> _How to complete this task_: Search the entries below. Return every line that has "then" in it.

> _Task material_:
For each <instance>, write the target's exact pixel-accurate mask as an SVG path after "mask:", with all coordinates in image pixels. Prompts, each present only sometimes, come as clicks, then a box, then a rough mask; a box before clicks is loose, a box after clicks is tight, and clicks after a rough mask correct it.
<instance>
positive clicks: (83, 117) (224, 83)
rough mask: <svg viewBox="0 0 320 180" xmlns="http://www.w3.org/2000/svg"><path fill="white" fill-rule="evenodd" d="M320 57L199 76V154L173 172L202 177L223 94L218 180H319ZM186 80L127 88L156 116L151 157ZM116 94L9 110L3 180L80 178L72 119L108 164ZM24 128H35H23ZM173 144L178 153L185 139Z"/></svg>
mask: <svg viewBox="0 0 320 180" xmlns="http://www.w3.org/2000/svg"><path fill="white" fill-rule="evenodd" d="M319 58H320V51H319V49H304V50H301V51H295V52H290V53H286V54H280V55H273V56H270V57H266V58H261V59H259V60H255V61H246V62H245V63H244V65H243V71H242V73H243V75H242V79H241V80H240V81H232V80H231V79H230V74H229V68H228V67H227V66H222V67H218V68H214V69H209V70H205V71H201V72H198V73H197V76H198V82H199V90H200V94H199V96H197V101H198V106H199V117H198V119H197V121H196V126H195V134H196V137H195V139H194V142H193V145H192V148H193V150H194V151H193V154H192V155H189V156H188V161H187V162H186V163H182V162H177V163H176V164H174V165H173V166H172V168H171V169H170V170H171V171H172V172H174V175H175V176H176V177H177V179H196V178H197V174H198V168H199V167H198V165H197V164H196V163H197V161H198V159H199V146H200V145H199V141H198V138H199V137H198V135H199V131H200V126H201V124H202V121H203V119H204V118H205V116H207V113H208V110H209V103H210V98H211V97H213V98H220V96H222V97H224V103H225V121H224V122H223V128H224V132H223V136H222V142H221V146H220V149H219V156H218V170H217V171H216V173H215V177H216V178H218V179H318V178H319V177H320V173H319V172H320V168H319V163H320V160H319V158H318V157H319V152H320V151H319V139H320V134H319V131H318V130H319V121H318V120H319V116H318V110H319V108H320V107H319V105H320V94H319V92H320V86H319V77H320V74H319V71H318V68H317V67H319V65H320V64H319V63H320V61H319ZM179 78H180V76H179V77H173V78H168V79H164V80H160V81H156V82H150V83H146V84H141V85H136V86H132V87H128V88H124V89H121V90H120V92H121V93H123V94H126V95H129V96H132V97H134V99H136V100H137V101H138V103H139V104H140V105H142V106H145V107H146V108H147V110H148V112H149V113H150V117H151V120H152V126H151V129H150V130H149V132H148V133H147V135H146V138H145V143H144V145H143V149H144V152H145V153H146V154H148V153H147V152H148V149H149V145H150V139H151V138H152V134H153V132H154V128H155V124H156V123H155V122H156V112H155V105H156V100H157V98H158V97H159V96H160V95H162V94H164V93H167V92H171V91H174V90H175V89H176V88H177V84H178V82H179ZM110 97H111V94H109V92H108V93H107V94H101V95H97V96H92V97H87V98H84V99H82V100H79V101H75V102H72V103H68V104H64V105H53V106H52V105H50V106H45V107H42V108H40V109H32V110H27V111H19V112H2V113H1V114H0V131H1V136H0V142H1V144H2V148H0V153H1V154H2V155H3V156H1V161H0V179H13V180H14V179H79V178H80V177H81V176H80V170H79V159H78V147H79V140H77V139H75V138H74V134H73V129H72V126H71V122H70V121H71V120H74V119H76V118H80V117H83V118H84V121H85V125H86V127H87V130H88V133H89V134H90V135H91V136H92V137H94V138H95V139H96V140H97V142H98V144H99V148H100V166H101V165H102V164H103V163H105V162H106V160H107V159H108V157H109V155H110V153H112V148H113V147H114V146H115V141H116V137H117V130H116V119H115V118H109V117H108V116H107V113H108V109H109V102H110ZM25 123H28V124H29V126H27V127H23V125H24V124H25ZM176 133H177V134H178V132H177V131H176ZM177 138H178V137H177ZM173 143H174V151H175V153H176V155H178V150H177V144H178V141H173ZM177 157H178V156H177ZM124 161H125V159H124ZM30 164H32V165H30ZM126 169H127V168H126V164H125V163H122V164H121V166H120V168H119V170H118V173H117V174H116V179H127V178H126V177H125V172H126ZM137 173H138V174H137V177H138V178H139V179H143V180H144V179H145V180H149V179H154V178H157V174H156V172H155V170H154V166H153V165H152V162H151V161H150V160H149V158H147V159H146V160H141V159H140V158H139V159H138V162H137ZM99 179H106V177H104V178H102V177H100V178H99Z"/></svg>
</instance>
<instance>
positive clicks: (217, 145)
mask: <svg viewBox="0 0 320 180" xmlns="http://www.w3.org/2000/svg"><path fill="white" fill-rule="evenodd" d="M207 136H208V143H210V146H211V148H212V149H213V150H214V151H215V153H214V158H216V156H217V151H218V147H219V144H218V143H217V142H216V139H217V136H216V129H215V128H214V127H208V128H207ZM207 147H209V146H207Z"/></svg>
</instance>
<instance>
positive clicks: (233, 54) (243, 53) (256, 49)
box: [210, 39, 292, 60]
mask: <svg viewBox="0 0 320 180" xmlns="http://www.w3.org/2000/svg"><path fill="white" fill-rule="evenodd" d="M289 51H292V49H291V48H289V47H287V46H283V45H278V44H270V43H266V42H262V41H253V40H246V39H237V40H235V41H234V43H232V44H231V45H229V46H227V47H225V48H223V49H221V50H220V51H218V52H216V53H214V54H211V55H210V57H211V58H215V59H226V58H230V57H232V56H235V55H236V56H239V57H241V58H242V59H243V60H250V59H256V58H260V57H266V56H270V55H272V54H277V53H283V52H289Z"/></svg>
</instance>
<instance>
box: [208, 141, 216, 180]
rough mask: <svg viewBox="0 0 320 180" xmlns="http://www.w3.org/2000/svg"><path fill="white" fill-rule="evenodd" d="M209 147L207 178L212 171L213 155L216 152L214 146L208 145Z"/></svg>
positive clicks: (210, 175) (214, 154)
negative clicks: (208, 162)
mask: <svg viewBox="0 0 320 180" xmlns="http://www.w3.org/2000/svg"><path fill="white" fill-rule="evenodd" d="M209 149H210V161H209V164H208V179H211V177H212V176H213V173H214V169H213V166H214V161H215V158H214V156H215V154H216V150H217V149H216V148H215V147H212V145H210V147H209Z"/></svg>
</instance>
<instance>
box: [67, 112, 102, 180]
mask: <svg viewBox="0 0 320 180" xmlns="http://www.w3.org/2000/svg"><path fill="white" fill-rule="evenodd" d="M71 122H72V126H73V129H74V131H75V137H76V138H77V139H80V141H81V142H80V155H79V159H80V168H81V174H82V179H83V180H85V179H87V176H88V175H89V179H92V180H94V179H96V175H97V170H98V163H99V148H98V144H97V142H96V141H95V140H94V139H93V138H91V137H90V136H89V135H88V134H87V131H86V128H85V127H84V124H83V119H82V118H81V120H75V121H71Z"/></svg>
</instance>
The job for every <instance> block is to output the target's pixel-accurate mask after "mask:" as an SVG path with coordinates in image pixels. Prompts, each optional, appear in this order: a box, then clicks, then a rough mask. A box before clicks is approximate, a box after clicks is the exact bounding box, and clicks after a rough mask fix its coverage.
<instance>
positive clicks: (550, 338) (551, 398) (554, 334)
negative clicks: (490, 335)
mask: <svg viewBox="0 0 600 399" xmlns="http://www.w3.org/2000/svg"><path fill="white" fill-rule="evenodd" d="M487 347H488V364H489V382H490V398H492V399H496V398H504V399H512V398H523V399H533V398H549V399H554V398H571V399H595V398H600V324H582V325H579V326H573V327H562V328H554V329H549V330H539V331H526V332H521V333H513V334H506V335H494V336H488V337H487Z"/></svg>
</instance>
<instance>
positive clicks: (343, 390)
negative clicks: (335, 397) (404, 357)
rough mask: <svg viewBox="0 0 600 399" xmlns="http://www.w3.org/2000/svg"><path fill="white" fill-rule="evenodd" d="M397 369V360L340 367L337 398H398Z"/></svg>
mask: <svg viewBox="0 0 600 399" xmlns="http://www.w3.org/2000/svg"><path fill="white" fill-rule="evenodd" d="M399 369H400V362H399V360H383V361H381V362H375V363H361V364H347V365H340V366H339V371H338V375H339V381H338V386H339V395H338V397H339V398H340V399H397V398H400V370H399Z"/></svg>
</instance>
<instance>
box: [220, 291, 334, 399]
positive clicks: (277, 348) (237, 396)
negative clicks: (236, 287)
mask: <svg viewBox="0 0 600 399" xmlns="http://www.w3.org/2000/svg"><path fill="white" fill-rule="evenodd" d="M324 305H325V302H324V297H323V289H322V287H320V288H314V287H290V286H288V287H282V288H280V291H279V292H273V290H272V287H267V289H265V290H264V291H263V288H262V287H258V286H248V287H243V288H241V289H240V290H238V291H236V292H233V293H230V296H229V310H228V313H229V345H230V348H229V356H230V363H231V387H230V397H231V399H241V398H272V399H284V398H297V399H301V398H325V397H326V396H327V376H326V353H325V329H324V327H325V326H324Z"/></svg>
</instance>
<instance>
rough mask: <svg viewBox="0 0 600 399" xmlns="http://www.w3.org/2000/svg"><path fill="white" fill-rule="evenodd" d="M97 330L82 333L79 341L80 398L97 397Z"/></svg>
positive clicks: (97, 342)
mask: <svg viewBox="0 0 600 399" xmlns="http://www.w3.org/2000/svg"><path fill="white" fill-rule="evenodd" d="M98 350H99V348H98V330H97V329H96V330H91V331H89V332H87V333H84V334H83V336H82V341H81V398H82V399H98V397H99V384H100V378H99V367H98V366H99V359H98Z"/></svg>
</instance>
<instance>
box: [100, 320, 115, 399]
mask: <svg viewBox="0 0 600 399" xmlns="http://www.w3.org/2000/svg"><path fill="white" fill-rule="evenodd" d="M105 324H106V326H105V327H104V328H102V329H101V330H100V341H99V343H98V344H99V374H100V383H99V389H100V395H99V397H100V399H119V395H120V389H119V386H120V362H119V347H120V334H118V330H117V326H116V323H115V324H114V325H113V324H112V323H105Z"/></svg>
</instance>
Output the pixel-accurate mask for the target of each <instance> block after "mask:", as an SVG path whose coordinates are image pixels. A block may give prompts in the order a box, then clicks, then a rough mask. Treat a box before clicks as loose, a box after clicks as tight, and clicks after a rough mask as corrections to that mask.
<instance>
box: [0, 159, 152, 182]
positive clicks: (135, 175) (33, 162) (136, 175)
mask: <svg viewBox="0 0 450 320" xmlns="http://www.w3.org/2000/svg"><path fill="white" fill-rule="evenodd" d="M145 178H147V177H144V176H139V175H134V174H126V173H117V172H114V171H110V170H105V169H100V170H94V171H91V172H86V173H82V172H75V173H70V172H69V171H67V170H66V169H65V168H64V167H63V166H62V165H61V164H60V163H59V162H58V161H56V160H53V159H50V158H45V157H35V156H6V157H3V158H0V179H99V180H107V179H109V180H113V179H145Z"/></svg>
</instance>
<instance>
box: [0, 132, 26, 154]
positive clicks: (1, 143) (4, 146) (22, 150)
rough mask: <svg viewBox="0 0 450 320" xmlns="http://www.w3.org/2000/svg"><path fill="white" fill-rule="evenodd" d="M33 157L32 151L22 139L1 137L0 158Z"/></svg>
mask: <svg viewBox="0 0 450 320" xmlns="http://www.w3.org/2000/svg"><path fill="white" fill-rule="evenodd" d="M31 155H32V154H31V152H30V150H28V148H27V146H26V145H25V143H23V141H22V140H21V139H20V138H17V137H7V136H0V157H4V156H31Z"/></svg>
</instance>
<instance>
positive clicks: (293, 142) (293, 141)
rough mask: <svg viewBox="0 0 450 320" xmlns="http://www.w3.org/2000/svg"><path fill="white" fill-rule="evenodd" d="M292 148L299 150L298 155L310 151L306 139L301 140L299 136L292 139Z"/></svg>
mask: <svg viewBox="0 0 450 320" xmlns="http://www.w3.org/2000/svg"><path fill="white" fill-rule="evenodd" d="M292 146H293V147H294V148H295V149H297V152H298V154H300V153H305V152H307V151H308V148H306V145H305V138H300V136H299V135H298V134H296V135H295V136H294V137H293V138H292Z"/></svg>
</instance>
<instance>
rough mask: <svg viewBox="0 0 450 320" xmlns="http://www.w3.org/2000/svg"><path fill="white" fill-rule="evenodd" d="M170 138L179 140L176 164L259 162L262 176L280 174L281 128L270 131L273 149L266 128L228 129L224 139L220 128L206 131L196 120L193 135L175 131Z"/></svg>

> _Result of the task_:
For each <instance>, write the target's exact pixel-accurate mask as an SVG path after "mask:", with all coordinates in image pixels. Prompts, each present only sometimes, come as clicks, then a box, then a rough mask; a box before clicks is loose, a box after clicks is tight, and clicks after a rough mask correct it.
The job for every <instance> block is to output the target's pixel-accurate mask after "mask:" as an SVG path with coordinates in image pixels. Prompts, each optional, appear in this order: a box, then clicks, then a rough mask. A box before clicks is approximate, a box after clicks is the exact bounding box, and clicks after a rough mask fix its coverage.
Output the pixel-accurate mask for the target of each <instance> block after "mask:", as an SVG path whose coordinates are image pixels. A block may give prompts in the order a box, then clicks, then a rough mask. Treat a box before clicks as loose, a box after clicks as tight, and clicks after a rough mask as corrections to that mask.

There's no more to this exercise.